Print out the complete set of records below, exactly as they read.
=-=-=-=-=
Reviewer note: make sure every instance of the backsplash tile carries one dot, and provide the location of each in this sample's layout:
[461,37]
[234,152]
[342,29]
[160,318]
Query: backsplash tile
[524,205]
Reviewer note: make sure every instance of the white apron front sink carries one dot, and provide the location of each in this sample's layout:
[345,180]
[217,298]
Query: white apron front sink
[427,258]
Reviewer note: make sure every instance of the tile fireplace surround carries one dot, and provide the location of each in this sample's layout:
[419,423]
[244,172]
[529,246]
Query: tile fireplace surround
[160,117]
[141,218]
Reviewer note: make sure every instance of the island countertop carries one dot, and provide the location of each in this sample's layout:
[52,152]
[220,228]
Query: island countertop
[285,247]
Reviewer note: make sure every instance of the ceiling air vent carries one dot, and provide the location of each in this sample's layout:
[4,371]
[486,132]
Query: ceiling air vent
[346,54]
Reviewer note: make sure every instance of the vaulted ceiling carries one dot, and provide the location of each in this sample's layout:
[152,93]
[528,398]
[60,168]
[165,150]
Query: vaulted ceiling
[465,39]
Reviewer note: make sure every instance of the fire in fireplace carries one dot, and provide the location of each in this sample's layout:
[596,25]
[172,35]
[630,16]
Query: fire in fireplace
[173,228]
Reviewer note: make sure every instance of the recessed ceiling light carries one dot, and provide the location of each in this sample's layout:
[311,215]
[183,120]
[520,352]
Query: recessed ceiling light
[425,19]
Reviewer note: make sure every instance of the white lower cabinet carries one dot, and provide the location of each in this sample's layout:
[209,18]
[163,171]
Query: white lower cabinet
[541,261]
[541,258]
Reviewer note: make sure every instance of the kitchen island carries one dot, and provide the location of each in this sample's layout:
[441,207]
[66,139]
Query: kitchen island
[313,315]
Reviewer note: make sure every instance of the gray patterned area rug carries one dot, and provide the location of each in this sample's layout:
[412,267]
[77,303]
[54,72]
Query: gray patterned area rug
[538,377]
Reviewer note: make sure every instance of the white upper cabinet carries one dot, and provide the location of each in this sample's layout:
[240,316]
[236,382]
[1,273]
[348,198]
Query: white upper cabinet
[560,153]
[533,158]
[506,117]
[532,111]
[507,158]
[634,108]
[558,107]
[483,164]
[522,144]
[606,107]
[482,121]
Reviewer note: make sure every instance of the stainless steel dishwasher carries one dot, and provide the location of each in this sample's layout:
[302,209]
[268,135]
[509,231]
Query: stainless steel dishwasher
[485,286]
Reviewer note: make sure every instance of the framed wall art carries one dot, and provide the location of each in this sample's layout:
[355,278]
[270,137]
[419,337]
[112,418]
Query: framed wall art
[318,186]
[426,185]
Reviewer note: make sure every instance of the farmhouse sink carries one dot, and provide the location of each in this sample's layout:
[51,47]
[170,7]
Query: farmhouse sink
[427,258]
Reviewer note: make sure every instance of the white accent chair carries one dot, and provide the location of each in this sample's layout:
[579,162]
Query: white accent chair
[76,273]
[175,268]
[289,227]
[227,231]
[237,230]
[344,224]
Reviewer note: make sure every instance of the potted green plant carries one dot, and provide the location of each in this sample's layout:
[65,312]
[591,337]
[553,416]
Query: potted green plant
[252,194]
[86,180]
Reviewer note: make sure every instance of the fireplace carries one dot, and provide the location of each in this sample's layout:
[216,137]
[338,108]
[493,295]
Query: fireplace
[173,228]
=-=-=-=-=
• Problem solution:
Reviewer note: make sure every instance of the backsplash tile carries one dot, and provide the location of each in this sample's layout:
[461,37]
[234,152]
[342,29]
[160,318]
Query: backsplash tile
[524,205]
Reviewer note: make sure every instance of the white apron front sink carries one dot, and provide the location of each in this sample's layout:
[345,180]
[217,298]
Query: white apron front sink
[427,258]
Reviewer note: make sure every instance of the tile fireplace surround carries one dot, and provide the location of each in this sample's layout:
[419,423]
[244,172]
[529,246]
Query: tile fireplace surround
[160,117]
[141,218]
Reviewer note: make sure every instance of the island countertop carries one dot, and provide the location of each in this sample's layout:
[52,152]
[220,228]
Query: island countertop
[285,247]
Reviewer note: make sure every instance of the ceiling air vent carries one dot, and provide the location of each in this sample's layout:
[4,371]
[486,132]
Query: ceiling air vent
[346,54]
Reviewer note: make sure every instance of the vaulted ceiling carries one dot, and provide the location of each in this sample's layout:
[152,93]
[528,398]
[60,168]
[165,150]
Query: vaulted ceiling
[465,39]
Reviewer note: make sure every instance of the fire in fireplace carries one dot, and provide the location of each in this sample's layout:
[596,25]
[172,35]
[630,16]
Query: fire in fireplace
[173,228]
Reviewer note: make sure every instance of the recessed ceiling light carries one dot, and provide the location of each in this sample's layout:
[311,215]
[183,120]
[520,352]
Query: recessed ceiling light
[425,19]
Reviewer note: make sure every instance of the white lower cabinet carries one dot, and provide the location of each in this sample's layout:
[209,18]
[163,171]
Query: white lower cabinet
[541,261]
[541,258]
Reviewer note: make sure every instance of the kitchen island carries one dot, and provide the location of each in this sample's layout:
[441,207]
[66,139]
Query: kitchen island
[313,315]
Reviewer note: make sure every instance of the gray patterned area rug carries one dot, and provide the location of each in this sample's layout:
[412,267]
[77,303]
[54,72]
Query: gray patterned area rug
[538,377]
Reviewer note: make sure every instance of the white upper cabinet carries one dot, and provide the location of each in this sample's layout:
[240,316]
[236,382]
[1,273]
[348,198]
Query: white upper cabinet
[560,153]
[533,158]
[506,117]
[532,111]
[507,158]
[634,108]
[558,107]
[483,164]
[522,144]
[606,107]
[482,121]
Reviewer note: make sure every instance of the stainless steel dishwasher carries one dot, and provide the location of each in this sample's layout:
[302,209]
[268,135]
[509,231]
Query: stainless steel dishwasher
[485,286]
Reviewer note: make sure every instance of the framed wall art carries one dot, and provide the location of each in this sample's layout:
[355,278]
[270,137]
[419,337]
[112,418]
Query: framed wall art
[318,186]
[426,185]
Reviewer note: make sure every instance of the farmhouse sink carries one dot, and provide the location of each in this sample's layout:
[51,47]
[170,7]
Query: farmhouse sink
[427,258]
Reviewer note: make sure every instance of the white accent chair carries one dot, and provide the location of each in this sample's layout:
[579,162]
Query: white accent chair
[76,273]
[175,268]
[289,227]
[227,231]
[237,230]
[344,224]
Reviewer note: make sure every instance of the potted green plant carries one dot, and provide the location of each in this sample's layout:
[65,312]
[591,337]
[553,416]
Query: potted green plant
[252,194]
[86,180]
Reviewer note: make sure every instance of the fireplace carries one dot, and provide the location of each in this sample's layout:
[216,137]
[338,108]
[493,295]
Query: fireplace
[173,228]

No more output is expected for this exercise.